-- START Excerpted records --

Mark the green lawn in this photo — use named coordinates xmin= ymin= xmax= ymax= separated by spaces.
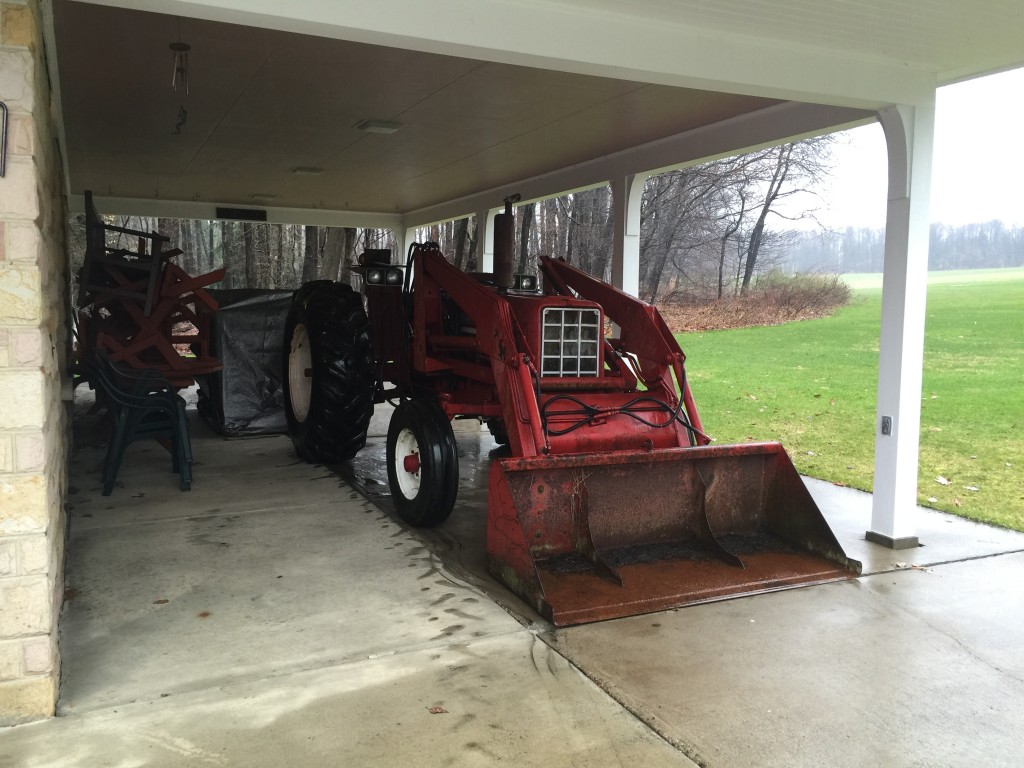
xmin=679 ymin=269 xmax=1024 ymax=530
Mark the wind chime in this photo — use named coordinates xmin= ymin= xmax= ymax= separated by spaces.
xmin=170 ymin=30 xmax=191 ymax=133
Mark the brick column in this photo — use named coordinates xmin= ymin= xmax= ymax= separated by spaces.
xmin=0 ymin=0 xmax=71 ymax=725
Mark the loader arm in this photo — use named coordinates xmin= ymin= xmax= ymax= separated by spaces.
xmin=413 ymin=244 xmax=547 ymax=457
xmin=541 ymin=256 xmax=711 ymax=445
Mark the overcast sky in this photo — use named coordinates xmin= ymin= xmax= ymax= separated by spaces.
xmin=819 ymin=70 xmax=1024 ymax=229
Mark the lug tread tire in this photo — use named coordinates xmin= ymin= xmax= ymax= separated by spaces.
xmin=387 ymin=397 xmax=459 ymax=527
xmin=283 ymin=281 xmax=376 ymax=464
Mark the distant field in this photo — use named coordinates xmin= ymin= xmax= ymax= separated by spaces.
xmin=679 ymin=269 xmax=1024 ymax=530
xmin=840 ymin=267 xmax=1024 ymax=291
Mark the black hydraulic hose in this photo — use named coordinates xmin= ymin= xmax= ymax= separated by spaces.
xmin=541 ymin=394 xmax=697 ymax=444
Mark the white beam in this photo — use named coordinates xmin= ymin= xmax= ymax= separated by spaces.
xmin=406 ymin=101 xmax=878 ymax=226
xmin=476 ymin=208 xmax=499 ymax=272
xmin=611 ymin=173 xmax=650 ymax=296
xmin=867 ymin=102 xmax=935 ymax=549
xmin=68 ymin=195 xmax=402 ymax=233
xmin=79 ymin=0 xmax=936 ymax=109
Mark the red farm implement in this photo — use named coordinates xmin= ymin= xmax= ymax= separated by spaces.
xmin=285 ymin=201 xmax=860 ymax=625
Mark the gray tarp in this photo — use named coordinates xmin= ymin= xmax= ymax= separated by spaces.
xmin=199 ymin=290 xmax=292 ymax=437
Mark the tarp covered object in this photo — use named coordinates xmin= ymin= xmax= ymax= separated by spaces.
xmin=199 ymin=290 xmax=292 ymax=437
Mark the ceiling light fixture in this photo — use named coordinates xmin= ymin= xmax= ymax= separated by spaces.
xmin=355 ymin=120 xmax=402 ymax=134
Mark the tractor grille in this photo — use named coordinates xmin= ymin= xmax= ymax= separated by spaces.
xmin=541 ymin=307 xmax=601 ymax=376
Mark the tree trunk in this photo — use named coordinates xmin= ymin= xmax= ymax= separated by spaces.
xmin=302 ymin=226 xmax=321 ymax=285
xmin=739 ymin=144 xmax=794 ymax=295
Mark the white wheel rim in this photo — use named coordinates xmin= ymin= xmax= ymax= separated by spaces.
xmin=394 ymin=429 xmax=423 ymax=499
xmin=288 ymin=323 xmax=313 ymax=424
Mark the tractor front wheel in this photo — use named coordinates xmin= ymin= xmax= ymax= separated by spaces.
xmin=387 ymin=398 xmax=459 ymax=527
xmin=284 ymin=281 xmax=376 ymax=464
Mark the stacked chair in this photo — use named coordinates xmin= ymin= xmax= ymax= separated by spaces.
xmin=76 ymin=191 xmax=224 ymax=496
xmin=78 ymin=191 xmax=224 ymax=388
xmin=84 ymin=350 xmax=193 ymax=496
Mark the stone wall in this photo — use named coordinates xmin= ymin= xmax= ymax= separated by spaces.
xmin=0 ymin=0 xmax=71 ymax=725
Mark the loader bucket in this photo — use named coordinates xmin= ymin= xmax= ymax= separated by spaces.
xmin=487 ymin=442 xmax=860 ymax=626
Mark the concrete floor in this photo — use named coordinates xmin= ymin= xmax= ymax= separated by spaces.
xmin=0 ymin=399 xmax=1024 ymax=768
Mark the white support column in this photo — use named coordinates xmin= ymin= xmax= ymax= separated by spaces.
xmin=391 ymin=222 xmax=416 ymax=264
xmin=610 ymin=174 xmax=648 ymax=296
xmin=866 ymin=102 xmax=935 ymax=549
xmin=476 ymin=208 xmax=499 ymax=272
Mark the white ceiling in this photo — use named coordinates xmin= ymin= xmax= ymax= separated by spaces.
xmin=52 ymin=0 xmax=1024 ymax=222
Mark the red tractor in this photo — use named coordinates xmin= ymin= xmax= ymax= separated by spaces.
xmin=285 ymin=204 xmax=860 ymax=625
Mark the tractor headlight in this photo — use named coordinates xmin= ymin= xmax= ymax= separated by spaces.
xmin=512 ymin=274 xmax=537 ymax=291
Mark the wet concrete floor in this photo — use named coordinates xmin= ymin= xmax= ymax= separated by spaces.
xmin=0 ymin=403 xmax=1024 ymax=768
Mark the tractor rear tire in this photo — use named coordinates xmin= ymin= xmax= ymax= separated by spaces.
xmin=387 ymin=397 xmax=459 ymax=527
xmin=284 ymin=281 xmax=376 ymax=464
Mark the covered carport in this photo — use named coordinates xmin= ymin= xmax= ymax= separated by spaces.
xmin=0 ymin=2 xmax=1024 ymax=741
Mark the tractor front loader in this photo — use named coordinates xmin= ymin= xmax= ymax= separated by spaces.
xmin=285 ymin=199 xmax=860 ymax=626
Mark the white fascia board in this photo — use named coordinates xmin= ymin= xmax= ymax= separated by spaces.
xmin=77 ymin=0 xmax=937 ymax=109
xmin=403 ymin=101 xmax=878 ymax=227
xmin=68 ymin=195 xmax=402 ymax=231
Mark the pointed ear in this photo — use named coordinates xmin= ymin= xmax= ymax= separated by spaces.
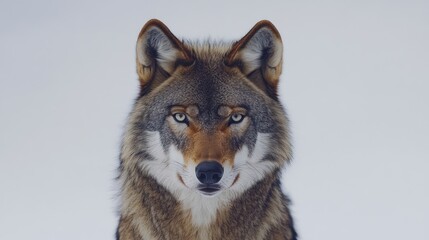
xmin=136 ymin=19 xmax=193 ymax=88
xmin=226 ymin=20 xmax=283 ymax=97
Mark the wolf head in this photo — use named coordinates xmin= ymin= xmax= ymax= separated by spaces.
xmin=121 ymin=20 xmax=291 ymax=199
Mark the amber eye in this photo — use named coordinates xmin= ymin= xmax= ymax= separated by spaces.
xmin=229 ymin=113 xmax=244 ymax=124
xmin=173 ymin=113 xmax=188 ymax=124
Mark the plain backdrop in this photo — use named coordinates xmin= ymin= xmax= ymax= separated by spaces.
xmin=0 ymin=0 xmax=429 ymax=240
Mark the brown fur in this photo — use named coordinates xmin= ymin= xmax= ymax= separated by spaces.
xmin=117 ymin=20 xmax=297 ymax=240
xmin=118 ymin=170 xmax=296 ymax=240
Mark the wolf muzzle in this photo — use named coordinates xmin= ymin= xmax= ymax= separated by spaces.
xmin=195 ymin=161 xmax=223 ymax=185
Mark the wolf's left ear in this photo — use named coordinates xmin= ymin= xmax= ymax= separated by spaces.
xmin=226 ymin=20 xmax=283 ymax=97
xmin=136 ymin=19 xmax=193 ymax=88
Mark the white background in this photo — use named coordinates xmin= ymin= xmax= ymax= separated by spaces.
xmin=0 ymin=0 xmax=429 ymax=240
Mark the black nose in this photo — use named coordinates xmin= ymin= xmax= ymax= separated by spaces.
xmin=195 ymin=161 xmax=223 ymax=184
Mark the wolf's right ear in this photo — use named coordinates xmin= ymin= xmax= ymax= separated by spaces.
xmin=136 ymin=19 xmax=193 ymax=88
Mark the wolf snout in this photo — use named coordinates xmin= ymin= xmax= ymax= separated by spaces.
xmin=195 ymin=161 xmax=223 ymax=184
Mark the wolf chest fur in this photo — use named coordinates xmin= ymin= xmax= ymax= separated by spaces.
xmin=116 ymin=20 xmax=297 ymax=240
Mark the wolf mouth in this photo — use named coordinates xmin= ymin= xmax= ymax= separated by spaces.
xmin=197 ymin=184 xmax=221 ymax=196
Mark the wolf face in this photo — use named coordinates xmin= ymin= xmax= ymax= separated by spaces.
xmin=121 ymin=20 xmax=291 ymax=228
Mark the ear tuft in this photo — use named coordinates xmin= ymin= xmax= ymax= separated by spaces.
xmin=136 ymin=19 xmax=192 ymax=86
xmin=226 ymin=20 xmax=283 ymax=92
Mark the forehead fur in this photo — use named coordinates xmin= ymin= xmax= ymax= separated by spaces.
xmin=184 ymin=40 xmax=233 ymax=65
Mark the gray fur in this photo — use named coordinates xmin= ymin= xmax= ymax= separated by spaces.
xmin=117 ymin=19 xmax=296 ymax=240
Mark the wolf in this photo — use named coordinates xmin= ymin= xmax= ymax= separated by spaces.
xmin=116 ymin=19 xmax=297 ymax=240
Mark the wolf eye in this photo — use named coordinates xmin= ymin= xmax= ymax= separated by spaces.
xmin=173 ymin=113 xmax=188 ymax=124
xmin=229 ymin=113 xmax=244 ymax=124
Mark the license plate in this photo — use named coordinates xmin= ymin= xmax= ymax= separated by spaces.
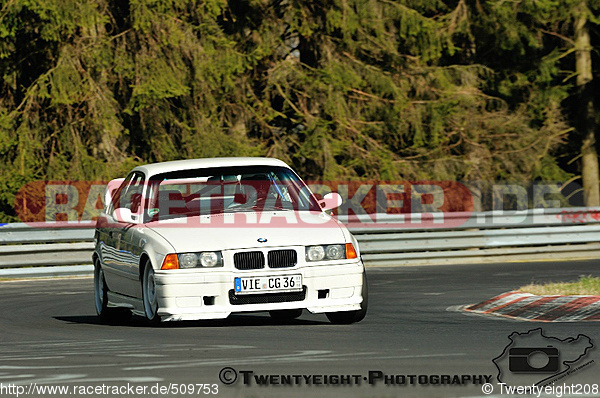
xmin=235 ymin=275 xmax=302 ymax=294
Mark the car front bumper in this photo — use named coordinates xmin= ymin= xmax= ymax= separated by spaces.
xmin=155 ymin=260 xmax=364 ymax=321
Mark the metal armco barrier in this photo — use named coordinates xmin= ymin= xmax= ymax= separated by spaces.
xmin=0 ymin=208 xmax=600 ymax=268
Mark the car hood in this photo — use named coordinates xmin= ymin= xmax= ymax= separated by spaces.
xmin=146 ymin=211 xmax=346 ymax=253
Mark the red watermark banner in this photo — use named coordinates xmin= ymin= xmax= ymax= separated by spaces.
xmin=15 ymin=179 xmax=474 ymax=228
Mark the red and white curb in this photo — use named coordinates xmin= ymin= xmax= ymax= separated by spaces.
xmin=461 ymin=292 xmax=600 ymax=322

-- END Excerpted records --

### What you need to do
Please duplicate the lines above, starting at the line that contains "Mark the brown" and ending at the line that contains "xmin=226 ymin=20 xmax=283 ymax=92", with both of those lines included.

### Task answer
Mark the brown fur in this photo — use named coordinates xmin= ymin= xmax= ymax= separated by spaces.
xmin=117 ymin=20 xmax=297 ymax=240
xmin=118 ymin=170 xmax=296 ymax=240
Mark the wolf muzzle in this photo — use named coordinates xmin= ymin= xmax= ymax= separated by spaces.
xmin=195 ymin=161 xmax=223 ymax=185
Mark the wolf's left ear in this photo — use named coordinates xmin= ymin= xmax= ymax= separated by spaces.
xmin=226 ymin=20 xmax=283 ymax=97
xmin=136 ymin=19 xmax=193 ymax=88
Mark the white background in this photo — use named coordinates xmin= ymin= xmax= ymax= separated by spaces.
xmin=0 ymin=0 xmax=429 ymax=240
Mark the black nose in this photo — use named coordinates xmin= ymin= xmax= ymax= separated by spaces.
xmin=195 ymin=161 xmax=223 ymax=184
Mark the wolf's right ear in this photo — use named coordinates xmin= ymin= xmax= ymax= separated by spaces.
xmin=136 ymin=19 xmax=193 ymax=88
Mark the wolf snout in this photo — use named coordinates xmin= ymin= xmax= ymax= separated by spaces.
xmin=195 ymin=161 xmax=223 ymax=184
Mark the wolf chest fur in this photo — use named coordinates xmin= ymin= xmax= ymax= separated by spaces.
xmin=116 ymin=20 xmax=297 ymax=240
Mark the wolf mouth in this photo — use named coordinates xmin= ymin= xmax= ymax= separated by spaces.
xmin=197 ymin=184 xmax=221 ymax=196
Mark the wolf face in this photo — use named coordinates xmin= ymin= xmax= ymax= separated by spaces.
xmin=121 ymin=20 xmax=291 ymax=228
Mark the ear tuft in this photo — use named coordinates xmin= ymin= xmax= ymax= separated by spaces.
xmin=136 ymin=19 xmax=192 ymax=86
xmin=226 ymin=20 xmax=283 ymax=92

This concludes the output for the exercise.